Task statement: Would you please write out each entry that follows, exactly as written?

Exercise input:
↓↓↓

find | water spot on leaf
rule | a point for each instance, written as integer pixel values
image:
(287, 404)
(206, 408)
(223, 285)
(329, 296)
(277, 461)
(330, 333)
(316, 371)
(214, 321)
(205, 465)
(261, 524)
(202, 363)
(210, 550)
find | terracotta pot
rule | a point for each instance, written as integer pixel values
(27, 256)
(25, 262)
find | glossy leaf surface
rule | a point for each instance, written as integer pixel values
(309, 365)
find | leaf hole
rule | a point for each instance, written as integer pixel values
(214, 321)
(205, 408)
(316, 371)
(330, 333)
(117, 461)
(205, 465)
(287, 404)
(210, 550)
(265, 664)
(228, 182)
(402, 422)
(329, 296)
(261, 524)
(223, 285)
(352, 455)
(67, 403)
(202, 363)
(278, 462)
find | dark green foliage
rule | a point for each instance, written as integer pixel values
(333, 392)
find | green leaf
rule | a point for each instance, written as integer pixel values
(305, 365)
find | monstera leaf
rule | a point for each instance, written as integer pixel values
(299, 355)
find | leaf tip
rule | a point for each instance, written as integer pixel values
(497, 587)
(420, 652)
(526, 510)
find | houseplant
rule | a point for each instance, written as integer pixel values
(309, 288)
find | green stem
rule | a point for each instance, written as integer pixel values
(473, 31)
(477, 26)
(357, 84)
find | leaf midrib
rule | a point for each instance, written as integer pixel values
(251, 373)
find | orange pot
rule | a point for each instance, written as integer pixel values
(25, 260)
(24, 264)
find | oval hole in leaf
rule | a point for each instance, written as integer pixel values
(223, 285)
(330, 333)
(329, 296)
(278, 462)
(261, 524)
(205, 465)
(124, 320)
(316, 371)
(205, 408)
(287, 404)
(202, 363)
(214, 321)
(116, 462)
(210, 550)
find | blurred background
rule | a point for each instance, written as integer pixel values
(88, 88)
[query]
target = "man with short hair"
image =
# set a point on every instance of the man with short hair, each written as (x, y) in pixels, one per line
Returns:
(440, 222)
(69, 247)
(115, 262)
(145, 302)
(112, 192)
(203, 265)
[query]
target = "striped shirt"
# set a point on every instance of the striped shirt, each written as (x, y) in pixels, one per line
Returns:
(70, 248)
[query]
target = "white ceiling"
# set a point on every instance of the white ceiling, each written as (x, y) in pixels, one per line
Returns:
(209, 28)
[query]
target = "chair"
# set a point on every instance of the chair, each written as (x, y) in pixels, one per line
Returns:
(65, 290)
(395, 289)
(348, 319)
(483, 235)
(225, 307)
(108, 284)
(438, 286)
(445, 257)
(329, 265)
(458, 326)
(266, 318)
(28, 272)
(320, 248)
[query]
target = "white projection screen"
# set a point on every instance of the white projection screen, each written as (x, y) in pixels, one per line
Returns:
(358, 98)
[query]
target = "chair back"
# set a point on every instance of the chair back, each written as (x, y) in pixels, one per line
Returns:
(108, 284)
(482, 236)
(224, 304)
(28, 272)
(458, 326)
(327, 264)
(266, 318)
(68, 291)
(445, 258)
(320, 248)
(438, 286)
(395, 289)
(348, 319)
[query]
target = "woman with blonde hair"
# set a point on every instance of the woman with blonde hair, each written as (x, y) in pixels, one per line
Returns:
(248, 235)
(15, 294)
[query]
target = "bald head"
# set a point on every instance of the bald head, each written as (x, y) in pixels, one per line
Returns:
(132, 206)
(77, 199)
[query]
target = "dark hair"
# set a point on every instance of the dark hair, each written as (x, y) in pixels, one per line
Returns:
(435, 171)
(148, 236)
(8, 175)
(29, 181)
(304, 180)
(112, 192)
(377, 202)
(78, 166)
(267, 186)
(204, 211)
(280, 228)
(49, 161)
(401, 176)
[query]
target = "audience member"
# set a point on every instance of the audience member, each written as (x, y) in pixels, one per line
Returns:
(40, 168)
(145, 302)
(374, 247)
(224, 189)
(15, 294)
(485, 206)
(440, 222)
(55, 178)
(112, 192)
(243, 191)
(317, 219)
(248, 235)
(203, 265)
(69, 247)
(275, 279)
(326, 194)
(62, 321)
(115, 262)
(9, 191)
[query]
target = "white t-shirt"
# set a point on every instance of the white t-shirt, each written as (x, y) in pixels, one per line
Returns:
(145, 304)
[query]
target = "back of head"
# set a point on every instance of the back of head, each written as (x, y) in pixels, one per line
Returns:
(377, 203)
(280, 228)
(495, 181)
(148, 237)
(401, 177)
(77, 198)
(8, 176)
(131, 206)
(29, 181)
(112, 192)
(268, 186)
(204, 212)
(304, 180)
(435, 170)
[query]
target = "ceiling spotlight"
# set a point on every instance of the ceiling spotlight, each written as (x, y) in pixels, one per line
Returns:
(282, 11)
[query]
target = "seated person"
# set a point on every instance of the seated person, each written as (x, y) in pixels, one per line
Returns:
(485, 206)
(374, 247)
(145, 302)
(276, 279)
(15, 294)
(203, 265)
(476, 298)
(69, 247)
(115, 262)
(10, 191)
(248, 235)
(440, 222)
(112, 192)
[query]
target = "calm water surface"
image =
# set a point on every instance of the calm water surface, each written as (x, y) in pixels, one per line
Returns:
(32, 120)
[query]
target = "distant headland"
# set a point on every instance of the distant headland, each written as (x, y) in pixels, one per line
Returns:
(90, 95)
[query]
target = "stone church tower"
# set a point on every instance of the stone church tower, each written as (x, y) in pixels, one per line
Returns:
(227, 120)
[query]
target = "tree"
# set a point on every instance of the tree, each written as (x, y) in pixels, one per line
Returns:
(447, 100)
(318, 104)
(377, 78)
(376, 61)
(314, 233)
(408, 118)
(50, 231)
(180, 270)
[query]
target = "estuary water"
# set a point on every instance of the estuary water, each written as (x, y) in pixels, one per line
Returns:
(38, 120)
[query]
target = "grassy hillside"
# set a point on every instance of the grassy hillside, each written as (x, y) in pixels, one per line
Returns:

↑↑↑

The answer:
find | water spot on leaf
rule | a point for each instance, written as integer pixel values
image:
(287, 404)
(206, 408)
(223, 285)
(329, 296)
(277, 461)
(330, 333)
(316, 371)
(214, 321)
(205, 465)
(261, 524)
(202, 363)
(210, 550)
find | terracotta pot
rule | a point for each instance, written as integer pixel values
(27, 256)
(25, 262)
find | glossy leaf surface
rule | a point for each instance, written as integer pixel values
(309, 365)
find | leaf hole
rule | a point for each instance, written as integer pixel values
(214, 321)
(205, 408)
(316, 371)
(330, 333)
(117, 461)
(205, 465)
(287, 404)
(210, 550)
(265, 664)
(228, 182)
(402, 422)
(329, 296)
(261, 524)
(223, 285)
(352, 455)
(67, 403)
(202, 363)
(278, 462)
find | dark green foliage
rule | a point for each instance, written as integer pixel values
(333, 392)
find | green leaf
rule | a point for each instance, written as integer pixel values
(305, 365)
find | monstera leaf
rule | a point for each instance, written as integer pixel values
(299, 355)
find | leaf tip
rule | a point for each instance, written as integer pixel values
(497, 587)
(420, 652)
(526, 510)
find | houseplant
rule | a point for each instance, written as integer pixel values
(309, 288)
find | green stem
rule | a point for each instance, written as integer pixel values
(473, 31)
(477, 26)
(357, 84)
find | leaf midrib
rule | a point for each instance, written as integer pixel values
(251, 373)
find | orange pot
rule | a point for each instance, written as integer pixel values
(25, 260)
(24, 264)
find | oval hole in leaf
rule | a point for each instance, written as integer pixel values
(223, 285)
(330, 333)
(329, 296)
(278, 462)
(261, 524)
(205, 465)
(124, 320)
(316, 371)
(205, 408)
(287, 404)
(202, 363)
(214, 321)
(116, 462)
(210, 550)
find | blurred background
rule | a point for each instance, written as integer pixel values
(88, 88)
[query]
target = "man with short hair"
image =
# set a point on every instance of the man with short hair, each written as (x, y) in pixels, one per line
Returns:
(440, 222)
(69, 247)
(115, 262)
(145, 302)
(112, 192)
(203, 265)
[query]
target = "striped shirt"
# set a point on every instance of the striped shirt, each written as (x, y) in pixels, one per line
Returns:
(70, 248)
[query]
target = "white ceiling"
# set a point on every instance of the white ceiling, each written as (x, y) in pixels, one per line
Returns:
(209, 28)
[query]
target = "chair"
# set a point on every instance of the chair, each written as (x, y) in pixels, one per line
Returns:
(65, 290)
(395, 289)
(348, 319)
(483, 235)
(225, 307)
(108, 284)
(438, 286)
(445, 257)
(329, 265)
(458, 326)
(266, 318)
(28, 272)
(320, 248)
[query]
target = "white projection screen"
# set a point on every instance of the white projection screen, each written as (x, y) in pixels, one per line
Returns:
(358, 98)
[query]
target = "chair back"
# set a point on every instance of the chair back, each written as (x, y) in pixels, one per line
Returns:
(108, 284)
(482, 236)
(224, 304)
(28, 272)
(458, 326)
(327, 264)
(266, 318)
(68, 291)
(445, 258)
(320, 248)
(438, 286)
(395, 289)
(348, 319)
[query]
target = "woman with blonde hair"
# set a point on every instance of the woman with blonde hair, each written as (x, y) in pixels, one per line
Returns:
(248, 235)
(15, 294)
[query]
target = "bald head"
# set a point on every instance of the bald head, each written as (x, y) in pixels, one per line
Returns:
(132, 206)
(77, 199)
[query]
target = "dark hair"
# set a point on every instance of the dark hair, each written as (x, y) in pixels, one per line
Returns:
(435, 171)
(148, 236)
(8, 175)
(29, 181)
(304, 180)
(112, 192)
(377, 202)
(78, 166)
(267, 186)
(204, 211)
(280, 228)
(49, 161)
(401, 176)
[query]
target = "audience member"
# set a point on every instance of the audience member, each written as (x, y) in pixels, one per line
Returns:
(40, 168)
(145, 302)
(374, 247)
(224, 189)
(15, 294)
(485, 206)
(440, 222)
(55, 178)
(112, 192)
(243, 191)
(317, 219)
(248, 235)
(203, 265)
(69, 247)
(275, 279)
(326, 194)
(62, 321)
(115, 262)
(9, 191)
[query]
target = "white t-shirt"
# set a point on every instance of the white t-shirt, each written as (x, y) in pixels, one per line
Returns:
(145, 304)
[query]
target = "back of head"
# set a point on every instance of the back of head, each written as (x, y) in pixels, one per line
Returns:
(377, 203)
(280, 228)
(495, 181)
(148, 237)
(401, 177)
(77, 198)
(8, 176)
(131, 206)
(29, 181)
(112, 192)
(268, 186)
(204, 212)
(304, 180)
(435, 170)
[query]
target = "ceiling spotlight"
# set a point on every instance of the ceiling spotlight, each written as (x, y) in pixels, one per line
Returns:
(282, 11)
[query]
target = "seated person"
# set a point on every instance of the seated person, each written as (x, y) in pixels, one per line
Returns:
(485, 206)
(374, 247)
(145, 302)
(276, 279)
(15, 294)
(203, 265)
(476, 298)
(69, 247)
(115, 262)
(10, 191)
(248, 235)
(440, 222)
(112, 192)
[query]
target = "calm water surface"
image =
# set a point on every instance of the calm water surface, each written as (x, y) in pixels, one per line
Returns:
(32, 120)
[query]
target = "distant headland"
# set a point on every instance of the distant headland, each written as (x, y) in pixels, one per line
Returns:
(90, 95)
[query]
target = "stone church tower"
# set a point on every instance of the stone church tower, each written as (x, y) in pixels, one per line
Returns:
(227, 120)
[query]
target = "tree"
# set a point on every instance of the tree, each written as (x, y) in pixels, one per line
Returns:
(447, 100)
(318, 104)
(377, 78)
(376, 61)
(314, 233)
(408, 118)
(50, 231)
(180, 270)
[query]
target = "estuary water"
# set a point on every instance of the estuary water, each written as (x, y) in pixels, one per line
Returns:
(38, 120)
[query]
target = "grassy hillside"
# set a point on every instance of the grassy hillside, each written as (x, y) in pixels, one per line
Returns:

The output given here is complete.